=== Records for this task ===
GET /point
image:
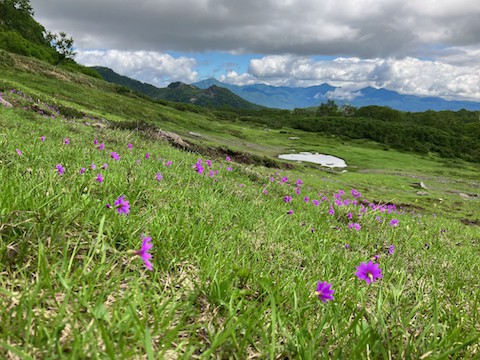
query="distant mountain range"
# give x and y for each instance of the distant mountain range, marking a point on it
(211, 96)
(283, 97)
(214, 93)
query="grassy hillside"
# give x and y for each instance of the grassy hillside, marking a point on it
(238, 250)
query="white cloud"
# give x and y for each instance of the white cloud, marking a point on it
(147, 66)
(407, 75)
(366, 29)
(343, 94)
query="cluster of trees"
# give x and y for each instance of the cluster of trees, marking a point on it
(20, 33)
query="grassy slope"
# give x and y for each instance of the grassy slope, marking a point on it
(234, 274)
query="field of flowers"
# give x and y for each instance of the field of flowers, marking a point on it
(116, 246)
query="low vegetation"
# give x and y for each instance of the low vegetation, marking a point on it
(243, 258)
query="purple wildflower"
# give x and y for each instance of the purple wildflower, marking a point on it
(143, 252)
(122, 205)
(356, 194)
(369, 272)
(60, 169)
(287, 199)
(391, 249)
(394, 222)
(324, 291)
(355, 226)
(199, 167)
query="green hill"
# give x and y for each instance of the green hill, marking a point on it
(114, 243)
(213, 96)
(136, 228)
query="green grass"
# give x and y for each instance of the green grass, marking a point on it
(234, 275)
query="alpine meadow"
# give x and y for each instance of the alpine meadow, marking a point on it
(134, 227)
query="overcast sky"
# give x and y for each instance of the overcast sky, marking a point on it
(421, 47)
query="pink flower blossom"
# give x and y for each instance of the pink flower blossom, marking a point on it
(122, 205)
(324, 291)
(143, 252)
(369, 272)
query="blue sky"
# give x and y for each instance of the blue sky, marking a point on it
(426, 48)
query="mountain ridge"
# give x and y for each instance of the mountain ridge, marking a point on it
(212, 96)
(284, 97)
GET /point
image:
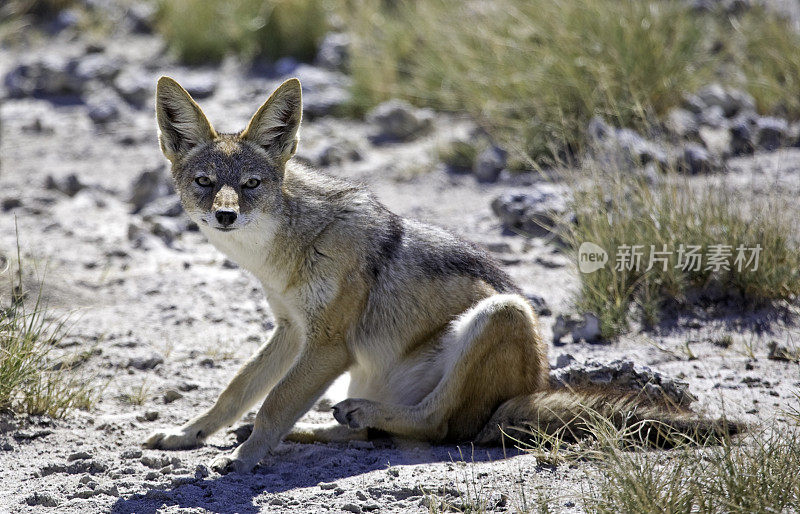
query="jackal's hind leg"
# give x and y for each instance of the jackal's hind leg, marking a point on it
(493, 352)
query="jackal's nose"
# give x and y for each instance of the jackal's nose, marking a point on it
(225, 217)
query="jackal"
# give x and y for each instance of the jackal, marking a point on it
(439, 343)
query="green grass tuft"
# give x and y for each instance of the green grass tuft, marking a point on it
(204, 31)
(616, 211)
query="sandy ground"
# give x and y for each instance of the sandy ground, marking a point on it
(131, 298)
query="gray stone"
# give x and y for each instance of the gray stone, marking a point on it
(717, 141)
(623, 375)
(771, 133)
(682, 124)
(696, 159)
(588, 330)
(730, 101)
(69, 185)
(534, 212)
(200, 85)
(779, 352)
(334, 51)
(79, 456)
(96, 67)
(742, 135)
(489, 163)
(713, 117)
(168, 206)
(145, 362)
(135, 86)
(619, 146)
(148, 186)
(172, 395)
(103, 107)
(398, 120)
(42, 500)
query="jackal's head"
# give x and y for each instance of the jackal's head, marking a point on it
(228, 181)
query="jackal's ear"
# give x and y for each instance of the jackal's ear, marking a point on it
(181, 123)
(274, 126)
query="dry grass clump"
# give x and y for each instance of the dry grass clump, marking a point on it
(204, 31)
(30, 381)
(618, 212)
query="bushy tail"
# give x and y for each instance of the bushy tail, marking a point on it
(570, 415)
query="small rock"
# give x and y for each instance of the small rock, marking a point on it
(167, 206)
(200, 85)
(69, 185)
(696, 160)
(10, 203)
(242, 432)
(132, 454)
(742, 135)
(588, 330)
(771, 133)
(682, 124)
(489, 163)
(155, 462)
(42, 500)
(135, 86)
(534, 213)
(79, 456)
(171, 395)
(103, 107)
(717, 141)
(201, 471)
(779, 352)
(145, 362)
(96, 67)
(148, 186)
(730, 101)
(624, 375)
(398, 120)
(713, 117)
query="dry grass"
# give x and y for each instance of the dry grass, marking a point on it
(621, 210)
(204, 31)
(30, 381)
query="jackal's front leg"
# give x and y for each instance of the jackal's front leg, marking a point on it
(316, 368)
(250, 384)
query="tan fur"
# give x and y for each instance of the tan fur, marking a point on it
(434, 334)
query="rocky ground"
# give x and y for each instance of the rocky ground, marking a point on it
(164, 320)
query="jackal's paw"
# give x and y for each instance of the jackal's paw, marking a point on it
(355, 413)
(174, 439)
(226, 464)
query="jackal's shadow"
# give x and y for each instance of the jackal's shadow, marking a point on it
(297, 466)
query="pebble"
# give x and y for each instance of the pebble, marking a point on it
(489, 163)
(171, 395)
(69, 185)
(145, 362)
(42, 500)
(399, 120)
(79, 456)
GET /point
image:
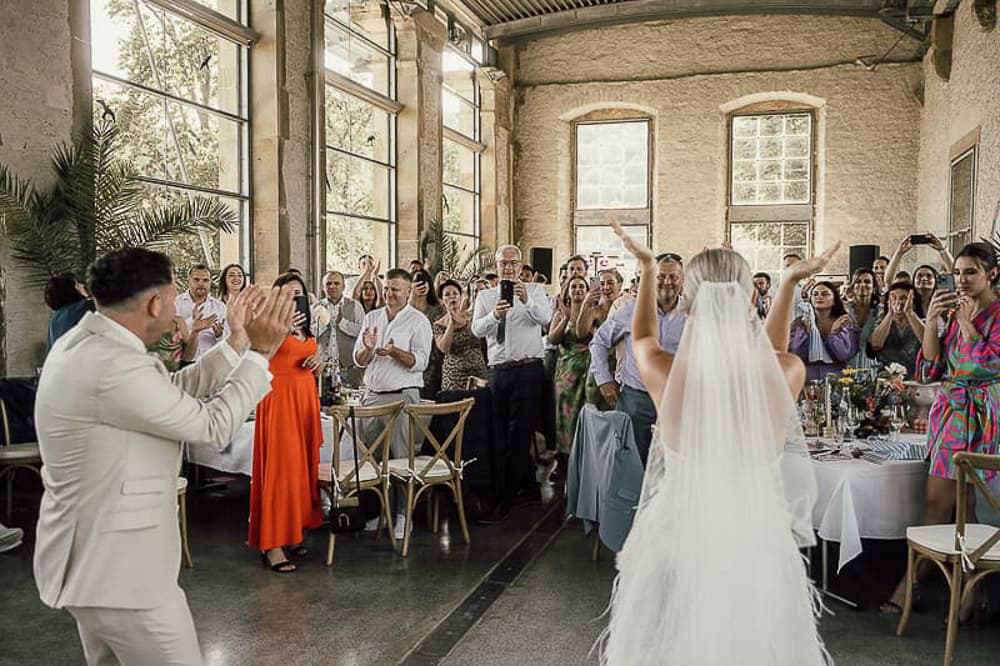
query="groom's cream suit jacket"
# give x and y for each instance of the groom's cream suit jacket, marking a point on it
(110, 420)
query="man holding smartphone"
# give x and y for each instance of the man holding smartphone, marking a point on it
(511, 317)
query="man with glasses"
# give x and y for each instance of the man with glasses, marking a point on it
(632, 397)
(513, 331)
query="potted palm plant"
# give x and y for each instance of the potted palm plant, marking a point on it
(96, 204)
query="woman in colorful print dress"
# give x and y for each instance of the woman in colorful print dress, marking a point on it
(573, 365)
(965, 415)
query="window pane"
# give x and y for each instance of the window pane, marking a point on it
(771, 157)
(459, 75)
(348, 238)
(601, 240)
(352, 57)
(167, 53)
(458, 165)
(361, 16)
(460, 210)
(763, 244)
(357, 127)
(357, 186)
(458, 114)
(612, 165)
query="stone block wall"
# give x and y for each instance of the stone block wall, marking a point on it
(968, 101)
(687, 75)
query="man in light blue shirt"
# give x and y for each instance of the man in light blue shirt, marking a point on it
(632, 397)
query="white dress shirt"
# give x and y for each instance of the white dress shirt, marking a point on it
(350, 323)
(211, 306)
(410, 331)
(523, 330)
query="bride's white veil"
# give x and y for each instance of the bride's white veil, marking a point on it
(711, 572)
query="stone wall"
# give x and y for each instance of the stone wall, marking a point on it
(687, 75)
(968, 101)
(36, 113)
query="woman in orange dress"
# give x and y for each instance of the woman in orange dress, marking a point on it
(284, 498)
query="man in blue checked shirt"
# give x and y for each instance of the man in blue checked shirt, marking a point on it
(632, 397)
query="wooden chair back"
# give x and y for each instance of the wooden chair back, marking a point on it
(373, 454)
(416, 414)
(968, 464)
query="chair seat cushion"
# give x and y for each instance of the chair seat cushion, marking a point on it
(367, 473)
(400, 467)
(941, 538)
(20, 453)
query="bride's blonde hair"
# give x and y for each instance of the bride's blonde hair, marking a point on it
(716, 265)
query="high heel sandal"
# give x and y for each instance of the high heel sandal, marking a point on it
(284, 566)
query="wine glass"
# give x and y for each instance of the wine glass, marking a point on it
(897, 419)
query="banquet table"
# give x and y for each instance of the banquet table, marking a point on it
(237, 458)
(858, 500)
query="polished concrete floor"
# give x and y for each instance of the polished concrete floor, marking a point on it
(523, 592)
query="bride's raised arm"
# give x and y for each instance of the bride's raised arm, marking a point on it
(652, 361)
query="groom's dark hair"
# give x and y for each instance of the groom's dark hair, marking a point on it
(123, 274)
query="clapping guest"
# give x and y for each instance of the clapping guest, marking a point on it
(424, 299)
(463, 356)
(232, 280)
(284, 496)
(369, 296)
(597, 307)
(573, 365)
(69, 301)
(824, 337)
(897, 337)
(863, 309)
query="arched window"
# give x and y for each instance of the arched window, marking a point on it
(772, 182)
(612, 178)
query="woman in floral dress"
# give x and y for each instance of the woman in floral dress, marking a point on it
(573, 365)
(965, 415)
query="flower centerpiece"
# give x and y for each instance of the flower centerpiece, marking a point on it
(872, 392)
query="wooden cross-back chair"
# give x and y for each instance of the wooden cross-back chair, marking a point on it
(373, 457)
(13, 457)
(421, 473)
(965, 552)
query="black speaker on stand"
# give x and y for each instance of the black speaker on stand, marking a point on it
(541, 262)
(863, 256)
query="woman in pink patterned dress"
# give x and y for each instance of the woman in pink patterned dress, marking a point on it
(965, 415)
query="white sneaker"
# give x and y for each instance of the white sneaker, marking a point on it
(10, 538)
(400, 531)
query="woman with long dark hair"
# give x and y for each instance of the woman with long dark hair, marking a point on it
(232, 280)
(965, 414)
(864, 310)
(284, 498)
(825, 337)
(897, 337)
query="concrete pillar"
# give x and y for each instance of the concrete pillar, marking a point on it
(496, 119)
(420, 42)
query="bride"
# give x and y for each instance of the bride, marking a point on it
(711, 572)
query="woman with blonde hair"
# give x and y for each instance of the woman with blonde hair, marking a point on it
(725, 467)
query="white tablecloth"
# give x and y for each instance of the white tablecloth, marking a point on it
(858, 499)
(237, 458)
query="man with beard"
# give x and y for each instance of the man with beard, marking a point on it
(632, 398)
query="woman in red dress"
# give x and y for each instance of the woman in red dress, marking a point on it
(284, 498)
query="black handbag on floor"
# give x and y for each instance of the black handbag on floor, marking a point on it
(346, 514)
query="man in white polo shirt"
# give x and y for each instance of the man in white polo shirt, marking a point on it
(393, 348)
(513, 331)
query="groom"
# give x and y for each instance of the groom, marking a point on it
(110, 421)
(632, 398)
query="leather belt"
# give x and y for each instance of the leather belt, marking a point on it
(507, 365)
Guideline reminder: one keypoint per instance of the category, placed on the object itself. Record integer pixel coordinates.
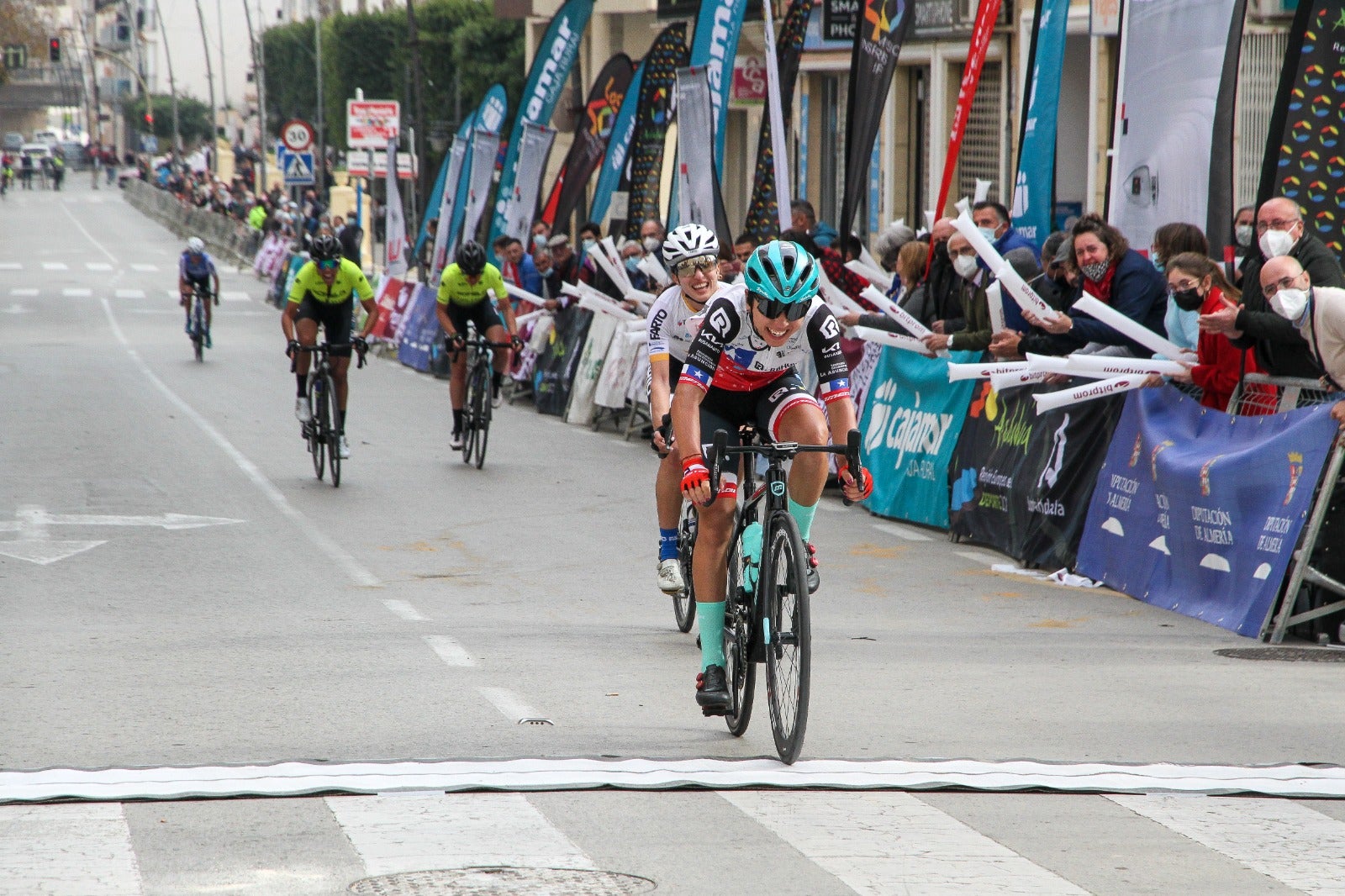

=== Written problem ===
Extract every line of the records that contains the string "hillside".

=== Problem solution ===
query="grassy hillside"
# give x and y for each instance of the grassy hillside, marking a point on it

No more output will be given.